WHAT THE TASK ASKS:
Reproduce verbatim the lines below, beginning with the line that contains "of the crumbled" and continuing through the final line of the records.

[Image point annotation entries]
........

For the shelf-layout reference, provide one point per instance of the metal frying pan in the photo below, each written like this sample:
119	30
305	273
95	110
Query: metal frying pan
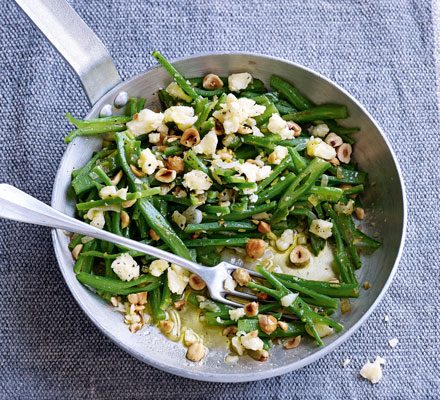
386	205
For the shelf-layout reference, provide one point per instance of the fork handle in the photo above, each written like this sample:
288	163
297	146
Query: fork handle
19	206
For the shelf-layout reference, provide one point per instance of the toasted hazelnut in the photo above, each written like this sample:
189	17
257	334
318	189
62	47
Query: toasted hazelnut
212	81
334	161
175	163
190	137
125	219
292	343
117	178
165	175
359	212
229	330
255	248
333	139
283	325
263	227
344	153
128	203
241	276
76	251
196	283
195	352
259	355
262	296
153	235
135	327
179	305
300	255
136	171
268	323
345	306
251	309
293	126
166	326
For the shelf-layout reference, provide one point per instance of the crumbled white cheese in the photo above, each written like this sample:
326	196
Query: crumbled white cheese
321	228
208	145
179	219
108	192
253	198
229	284
193	215
176	91
237	346
346	209
147	121
287	300
236	313
158	267
253	172
178	279
148	162
125	267
237	82
319	130
236	113
373	371
154	138
251	341
279	126
345	362
197	180
279	154
286	239
190	337
316	147
182	116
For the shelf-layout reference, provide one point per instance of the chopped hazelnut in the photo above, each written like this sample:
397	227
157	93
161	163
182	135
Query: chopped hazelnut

........

EXERCISE OUTPUT:
For the shelf-layout reference, provide one point per instance of the crumbled white cheese in the photo above, each written like this sample:
326	196
Query: crumbled white cheese
321	228
208	145
179	219
108	192
253	198
229	284
193	215
176	91
237	346
346	209
147	121
287	300
236	313
158	267
253	172
178	279
148	162
125	267
237	82
319	130
236	113
373	371
154	138
251	341
279	126
345	362
197	180
279	154
286	239
190	337
316	147
182	116
For the shelf-layout reference, provide one point per instance of the chopped hazelnut in the photo above, each written like this sample:
397	227
157	93
161	163
182	135
Query: chopped hazelnut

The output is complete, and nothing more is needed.